- _Set task 1_: In the group ride thread, what time does the ride start?
- _Set task 2_: Please write out the group ride thread again, starting at "## rollfaster (Jan" and ending at "(Mar 8, 2018)", and swap "Katy Trail" for "Rock Island Trail".
- _Set task 3_: Carry on the group ride thread from the point where it stops.

# Gateway Coasters/Rust-A-Rados combined group ride Saturday July 7



## rollfaster (Jan 17, 2018)

Ok, while this is several months away yet, we are happy to finally get this planned. Always great when two groups come together to ride as one. Our group along with the Rust-Arodos from Columbia, Mo and many from the KC area will meet up in the beautiful town of Rocheport, Mo. and ride the Katy Trail. Ride starts at 11:00am and goes to whenever we decide to stop. Afterwards, we’ll have lunch at one of the many winerys or restaurants. So bring out your trusty old bikes for what promises to be a great day!

 Merriweather Cafe and bike shop
Rocheport, Mo.
11:00am-3:00pm


----------



## rollfaster (Mar 8, 2018)

This is going to be killer!!


----------



## rollfaster (Jun 27, 2018)

Two weeks away!!


----------



## rollfaster (Jun 27, 2018)

- _Supplied material_:
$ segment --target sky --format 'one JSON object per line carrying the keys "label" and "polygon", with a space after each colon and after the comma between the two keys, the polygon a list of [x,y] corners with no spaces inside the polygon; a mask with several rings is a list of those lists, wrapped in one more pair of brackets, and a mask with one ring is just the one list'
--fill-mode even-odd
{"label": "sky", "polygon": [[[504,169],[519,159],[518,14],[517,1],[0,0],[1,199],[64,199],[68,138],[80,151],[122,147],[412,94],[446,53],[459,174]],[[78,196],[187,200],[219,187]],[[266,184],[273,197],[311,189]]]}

- _Reply 1_: 11:00am

- _Reply 2_:
## rollfaster (Jan 17, 2018)

Ok, while this is several months away yet, we are happy to finally get this planned. Always great when two groups come together to ride as one. Our group along with the Rust-Arodos from Columbia, Mo and many from the KC area will meet up in the beautiful town of Rocheport, Mo. and ride the Rock Island Trail. Ride starts at 11:00am and goes to whenever we decide to stop. Afterwards, we’ll have lunch at one of the many winerys or restaurants. So bring out your trusty old bikes for what promises to be a great day!

 Merriweather Cafe and bike shop
Rocheport, Mo.
11:00am-3:00pm


----------



## rollfaster (Mar 8, 2018)

- _Reply 3_:
We’re meeting at Bass pro at 6:30am and leaving hopefully by 7:00. We can fit up to 15 bikes in Marks trailer if we position them right. @Wildcat @Dan Shabel @tjkajecj


----------



## smij (Jul 5, 2018)

Can't wait-should be a fantastic ride!


----------



## rollfaster (Jul 7, 2018)

What a great time today, about 30 people in attendance for our ride today. The weather couldn’t have been more perfect!! @smij @rickyd @Dan Shabel @10~18kustoms
@Wildcat
@ranman


----------



## smij (Jul 8, 2018)

Thank you Gateway Coaters, Buddy's Over the Hill Gang, rickyd and everyone who made this such a special ride. Great bikes and riders!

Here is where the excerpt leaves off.